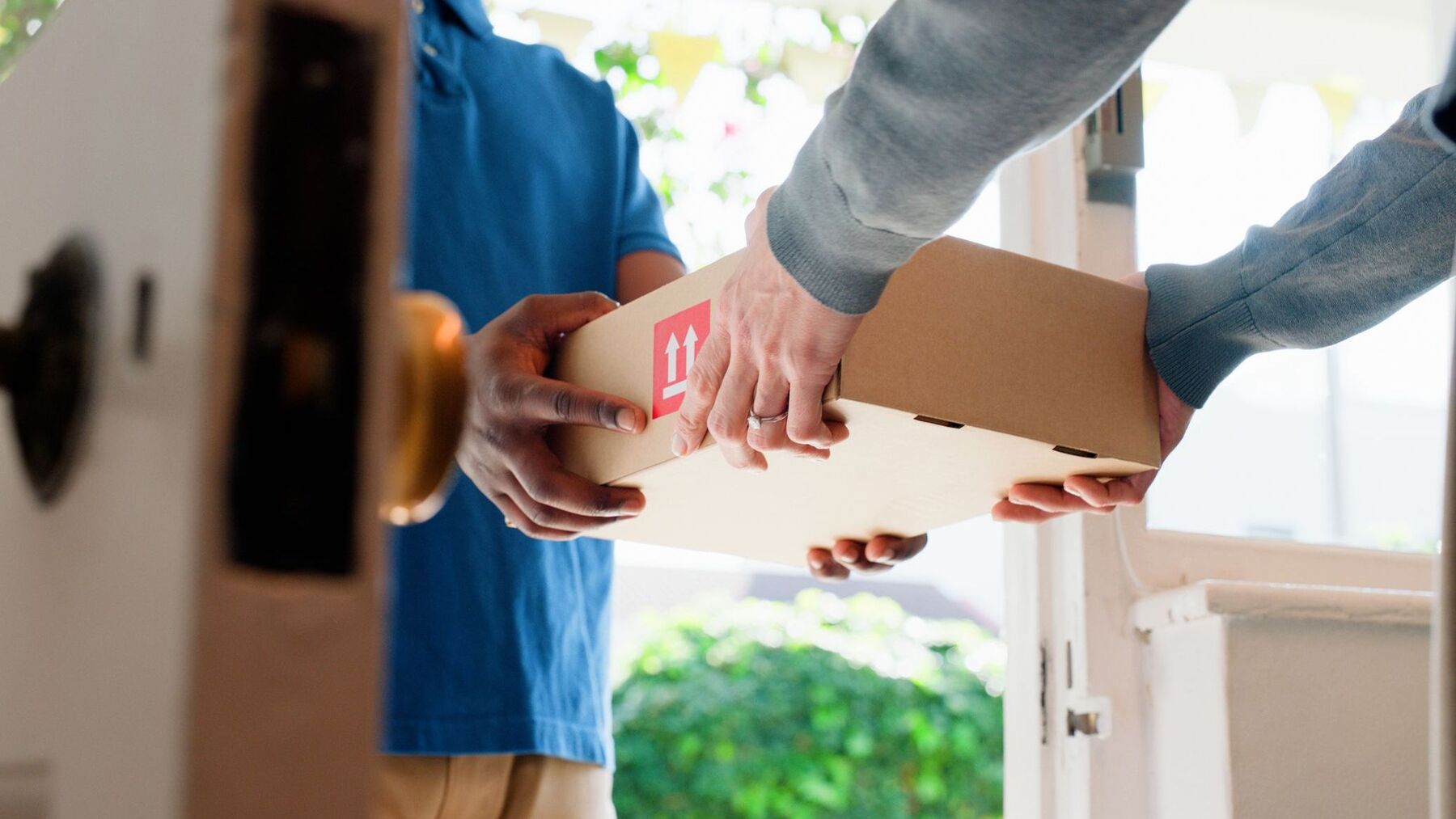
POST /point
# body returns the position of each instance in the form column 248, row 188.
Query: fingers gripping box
column 979, row 369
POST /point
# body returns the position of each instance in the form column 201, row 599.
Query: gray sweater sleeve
column 1373, row 233
column 942, row 92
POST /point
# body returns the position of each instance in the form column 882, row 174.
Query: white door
column 189, row 624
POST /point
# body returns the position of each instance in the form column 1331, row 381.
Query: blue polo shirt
column 524, row 181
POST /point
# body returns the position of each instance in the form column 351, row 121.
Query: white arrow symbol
column 691, row 342
column 671, row 355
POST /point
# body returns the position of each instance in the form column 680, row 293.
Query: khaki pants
column 493, row 787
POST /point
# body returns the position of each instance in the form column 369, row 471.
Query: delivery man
column 524, row 182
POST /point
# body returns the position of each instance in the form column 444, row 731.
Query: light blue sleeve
column 641, row 218
column 1372, row 234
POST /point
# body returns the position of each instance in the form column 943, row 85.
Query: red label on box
column 676, row 342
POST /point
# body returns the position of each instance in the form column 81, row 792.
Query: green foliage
column 21, row 21
column 823, row 707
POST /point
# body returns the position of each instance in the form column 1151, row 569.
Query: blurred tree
column 823, row 707
column 21, row 21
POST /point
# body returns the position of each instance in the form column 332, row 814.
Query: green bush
column 19, row 22
column 824, row 707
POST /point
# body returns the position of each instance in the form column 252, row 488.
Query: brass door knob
column 49, row 362
column 431, row 406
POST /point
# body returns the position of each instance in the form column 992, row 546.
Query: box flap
column 1004, row 342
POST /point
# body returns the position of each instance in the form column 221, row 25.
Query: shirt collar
column 471, row 15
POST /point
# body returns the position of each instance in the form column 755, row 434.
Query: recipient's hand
column 1037, row 502
column 772, row 351
column 880, row 555
column 510, row 406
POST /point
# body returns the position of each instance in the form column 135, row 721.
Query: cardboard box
column 980, row 369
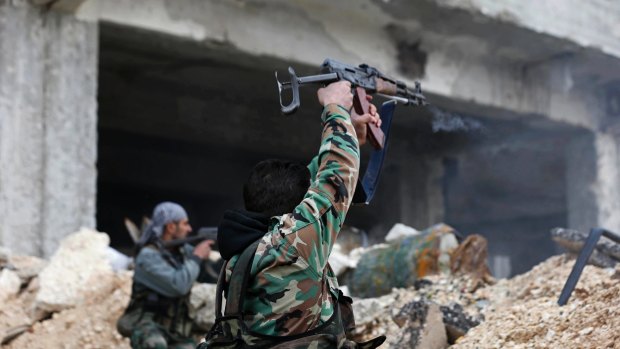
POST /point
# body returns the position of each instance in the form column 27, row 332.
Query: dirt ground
column 518, row 313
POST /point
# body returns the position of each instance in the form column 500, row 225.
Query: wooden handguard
column 361, row 107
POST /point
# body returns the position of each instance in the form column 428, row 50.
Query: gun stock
column 205, row 233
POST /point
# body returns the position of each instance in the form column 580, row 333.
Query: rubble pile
column 453, row 310
column 523, row 311
column 74, row 300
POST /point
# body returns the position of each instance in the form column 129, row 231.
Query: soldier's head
column 275, row 187
column 172, row 219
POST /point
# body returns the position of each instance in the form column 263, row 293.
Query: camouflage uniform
column 291, row 283
column 161, row 285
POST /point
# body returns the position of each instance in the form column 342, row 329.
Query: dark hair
column 275, row 187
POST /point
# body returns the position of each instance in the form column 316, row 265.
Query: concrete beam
column 582, row 22
column 593, row 189
column 488, row 64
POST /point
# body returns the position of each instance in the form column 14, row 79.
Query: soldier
column 292, row 218
column 157, row 315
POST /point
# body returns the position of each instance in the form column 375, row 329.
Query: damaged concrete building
column 110, row 106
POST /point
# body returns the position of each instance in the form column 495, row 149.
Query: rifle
column 204, row 233
column 364, row 80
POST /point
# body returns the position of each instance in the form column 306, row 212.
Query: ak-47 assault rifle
column 364, row 80
column 205, row 233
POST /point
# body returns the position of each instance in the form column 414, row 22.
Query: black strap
column 237, row 284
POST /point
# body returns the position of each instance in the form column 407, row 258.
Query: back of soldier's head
column 275, row 187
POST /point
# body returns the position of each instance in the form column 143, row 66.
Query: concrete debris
column 456, row 321
column 523, row 311
column 402, row 261
column 470, row 257
column 79, row 266
column 605, row 255
column 435, row 311
column 9, row 284
column 27, row 267
column 118, row 261
column 5, row 254
column 400, row 231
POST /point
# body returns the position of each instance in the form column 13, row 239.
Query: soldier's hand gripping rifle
column 364, row 80
column 205, row 233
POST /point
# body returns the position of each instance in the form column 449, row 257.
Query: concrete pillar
column 48, row 126
column 593, row 180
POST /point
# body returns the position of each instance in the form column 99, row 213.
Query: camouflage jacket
column 289, row 291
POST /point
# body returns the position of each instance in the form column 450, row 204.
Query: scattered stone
column 79, row 266
column 422, row 327
column 605, row 255
column 457, row 322
column 27, row 267
column 10, row 284
column 5, row 254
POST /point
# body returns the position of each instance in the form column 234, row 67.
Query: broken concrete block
column 422, row 326
column 400, row 231
column 457, row 322
column 606, row 254
column 27, row 267
column 401, row 262
column 10, row 284
column 79, row 266
column 202, row 305
column 5, row 254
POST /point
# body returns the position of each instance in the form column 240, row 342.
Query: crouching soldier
column 157, row 314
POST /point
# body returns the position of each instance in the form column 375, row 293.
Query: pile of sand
column 90, row 325
column 523, row 311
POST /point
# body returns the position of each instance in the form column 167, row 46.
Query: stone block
column 80, row 266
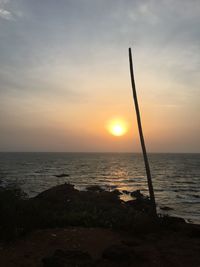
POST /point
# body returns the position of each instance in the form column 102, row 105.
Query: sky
column 64, row 74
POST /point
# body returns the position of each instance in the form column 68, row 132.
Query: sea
column 176, row 177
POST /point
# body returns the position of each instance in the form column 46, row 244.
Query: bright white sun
column 117, row 128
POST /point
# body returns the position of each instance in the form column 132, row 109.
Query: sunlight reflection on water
column 176, row 177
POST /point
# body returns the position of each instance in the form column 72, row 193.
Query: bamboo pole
column 146, row 162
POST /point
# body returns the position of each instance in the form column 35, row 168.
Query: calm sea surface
column 176, row 177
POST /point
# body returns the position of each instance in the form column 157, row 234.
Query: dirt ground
column 166, row 249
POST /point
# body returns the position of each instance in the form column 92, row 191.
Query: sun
column 117, row 127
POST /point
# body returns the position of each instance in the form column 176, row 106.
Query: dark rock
column 195, row 232
column 137, row 194
column 170, row 221
column 76, row 255
column 166, row 208
column 126, row 192
column 117, row 253
column 130, row 243
column 116, row 192
column 95, row 188
column 68, row 258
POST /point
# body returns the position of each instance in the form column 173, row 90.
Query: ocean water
column 176, row 177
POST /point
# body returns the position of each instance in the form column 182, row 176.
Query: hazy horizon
column 64, row 74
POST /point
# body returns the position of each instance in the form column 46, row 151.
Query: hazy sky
column 64, row 73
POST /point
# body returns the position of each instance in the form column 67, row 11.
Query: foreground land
column 66, row 227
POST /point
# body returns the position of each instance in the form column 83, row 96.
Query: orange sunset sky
column 64, row 75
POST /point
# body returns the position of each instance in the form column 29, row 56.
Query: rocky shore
column 66, row 227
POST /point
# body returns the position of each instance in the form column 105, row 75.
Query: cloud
column 5, row 14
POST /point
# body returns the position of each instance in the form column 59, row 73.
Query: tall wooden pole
column 146, row 162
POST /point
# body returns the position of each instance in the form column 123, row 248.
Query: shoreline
column 65, row 226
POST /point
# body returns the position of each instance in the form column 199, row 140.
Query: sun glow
column 117, row 127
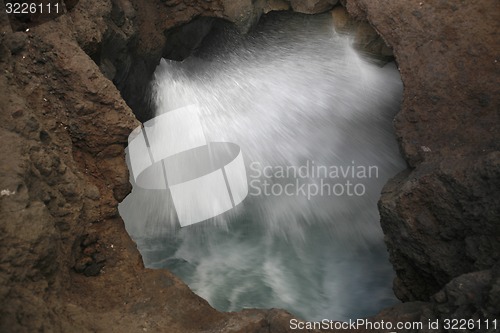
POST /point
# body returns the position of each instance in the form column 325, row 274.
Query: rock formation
column 67, row 263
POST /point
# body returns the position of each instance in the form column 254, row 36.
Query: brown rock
column 312, row 6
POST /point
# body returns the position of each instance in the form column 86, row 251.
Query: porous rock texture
column 441, row 217
column 67, row 263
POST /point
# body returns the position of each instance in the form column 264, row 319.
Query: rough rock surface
column 441, row 217
column 67, row 263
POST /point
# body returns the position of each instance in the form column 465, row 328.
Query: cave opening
column 310, row 101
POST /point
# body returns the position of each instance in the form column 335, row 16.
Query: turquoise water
column 292, row 94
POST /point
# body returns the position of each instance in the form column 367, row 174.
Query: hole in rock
column 313, row 121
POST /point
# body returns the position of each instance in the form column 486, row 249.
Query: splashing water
column 291, row 94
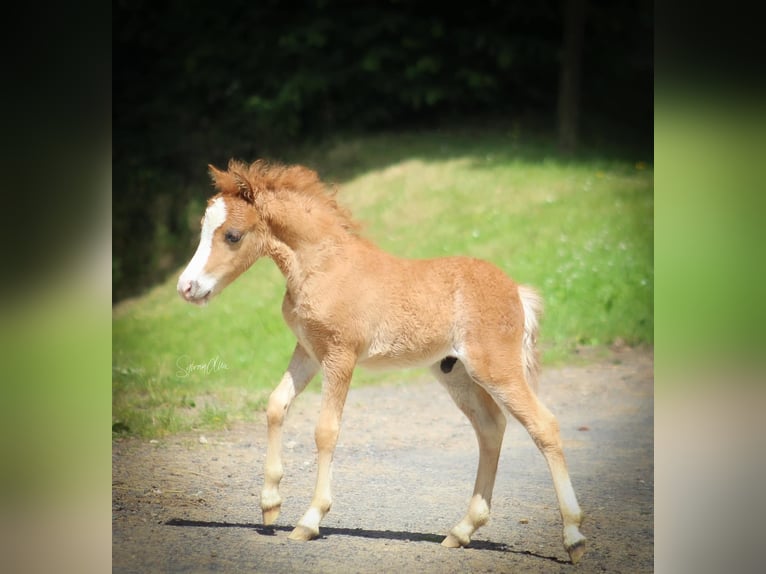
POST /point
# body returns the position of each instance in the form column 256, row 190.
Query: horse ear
column 244, row 187
column 221, row 179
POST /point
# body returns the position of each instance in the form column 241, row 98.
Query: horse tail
column 532, row 304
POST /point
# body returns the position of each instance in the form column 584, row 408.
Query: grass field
column 579, row 229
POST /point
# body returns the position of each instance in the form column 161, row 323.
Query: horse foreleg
column 301, row 370
column 334, row 392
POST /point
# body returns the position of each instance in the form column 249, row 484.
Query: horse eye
column 232, row 236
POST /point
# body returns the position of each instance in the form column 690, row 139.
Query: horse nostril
column 185, row 288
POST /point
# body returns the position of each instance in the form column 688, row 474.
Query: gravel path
column 403, row 474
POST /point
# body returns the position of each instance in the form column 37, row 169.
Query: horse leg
column 337, row 377
column 300, row 371
column 488, row 422
column 516, row 395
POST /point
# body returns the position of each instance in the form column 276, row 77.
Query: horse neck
column 304, row 241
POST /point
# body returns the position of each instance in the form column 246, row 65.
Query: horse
column 350, row 303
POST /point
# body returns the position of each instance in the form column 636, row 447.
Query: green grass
column 580, row 230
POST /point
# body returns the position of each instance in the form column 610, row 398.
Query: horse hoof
column 576, row 551
column 270, row 515
column 303, row 533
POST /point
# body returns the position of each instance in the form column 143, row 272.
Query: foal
column 349, row 303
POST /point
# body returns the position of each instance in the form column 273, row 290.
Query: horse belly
column 383, row 355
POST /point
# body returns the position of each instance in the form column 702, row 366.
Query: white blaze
column 194, row 273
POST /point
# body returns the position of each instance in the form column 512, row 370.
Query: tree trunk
column 569, row 80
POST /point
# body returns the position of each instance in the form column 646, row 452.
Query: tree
column 570, row 73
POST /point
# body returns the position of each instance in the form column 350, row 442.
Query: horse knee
column 276, row 409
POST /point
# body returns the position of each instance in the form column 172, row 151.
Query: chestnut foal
column 349, row 304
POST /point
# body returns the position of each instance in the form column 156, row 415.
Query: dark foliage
column 200, row 82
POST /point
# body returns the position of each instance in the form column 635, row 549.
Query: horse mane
column 250, row 180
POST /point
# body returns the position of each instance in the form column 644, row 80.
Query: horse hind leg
column 513, row 392
column 488, row 422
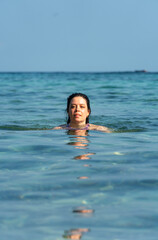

######

▶ _TASK OBJECTIVE_
Can you output the entries word for word, from their start through the line containing "column 524, row 182", with both ends included and the pictures left out?

▶ _SOLUTION FOR THIS TASK_
POST /point
# body returns the position of each instance in the form column 248, row 188.
Query: fingers gripping box
column 979, row 369
POST /point
# body returns the position of each instance in the form column 201, row 599.
Query: gray sweater sleeve
column 1373, row 233
column 942, row 92
POST /point
# body returns the position of each instance in the form column 882, row 174.
Query: white door
column 189, row 624
POST /point
# body returns the position of each instance in the form column 1331, row 381.
Query: blue polo shirt
column 524, row 181
POST /point
# body returns the position of each instance in the form column 351, row 121.
Query: white arrow symbol
column 691, row 342
column 671, row 355
POST /point
# body returns the position of each instance in the form column 680, row 293.
Query: khaki pants
column 493, row 787
POST /point
# body returns the position of each instance in the form column 369, row 471.
Query: delivery man
column 524, row 182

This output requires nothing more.